§ **REQUIRED ACTION**: Substitute "foreground clicks" for every occurrence of "positive clicks" in the records below, and reproduce all of them with nothing else changed.

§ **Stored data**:
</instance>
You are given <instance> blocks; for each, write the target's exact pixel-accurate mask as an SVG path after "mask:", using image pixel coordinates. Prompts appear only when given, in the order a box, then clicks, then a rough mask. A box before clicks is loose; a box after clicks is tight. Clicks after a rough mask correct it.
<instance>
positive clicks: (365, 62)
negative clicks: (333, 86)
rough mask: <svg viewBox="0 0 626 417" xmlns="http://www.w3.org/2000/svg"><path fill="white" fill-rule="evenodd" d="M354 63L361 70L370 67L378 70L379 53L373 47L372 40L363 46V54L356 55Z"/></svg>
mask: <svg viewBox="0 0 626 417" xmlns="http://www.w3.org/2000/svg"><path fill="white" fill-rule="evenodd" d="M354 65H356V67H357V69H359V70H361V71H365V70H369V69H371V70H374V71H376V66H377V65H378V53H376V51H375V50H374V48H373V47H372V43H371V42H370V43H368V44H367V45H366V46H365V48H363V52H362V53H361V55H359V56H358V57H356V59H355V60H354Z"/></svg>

§ **SOLVED EXERCISE**:
</instance>
You are given <instance> blocks; for each, write the target's exact pixel-accurate mask as an SVG path after "mask:", using image pixel coordinates. Prompts appear only when given, in the order a box, then clicks, then a rough mask. A box before clicks is loose; a box after clicks is tight. Clicks after a rough mask correct it.
<instance>
foreground clicks: (365, 62)
negative clicks: (333, 86)
rough mask: <svg viewBox="0 0 626 417" xmlns="http://www.w3.org/2000/svg"><path fill="white" fill-rule="evenodd" d="M354 63L361 70L370 67L378 70L379 53L373 47L372 40L363 46V54L356 55Z"/></svg>
mask: <svg viewBox="0 0 626 417" xmlns="http://www.w3.org/2000/svg"><path fill="white" fill-rule="evenodd" d="M354 65H356V67H357V69H359V70H361V71H365V70H369V69H371V70H374V71H376V66H377V65H378V53H376V51H375V50H374V48H373V47H372V43H371V42H370V43H368V44H367V45H366V46H365V48H363V52H362V53H361V55H359V56H358V57H356V59H355V60H354Z"/></svg>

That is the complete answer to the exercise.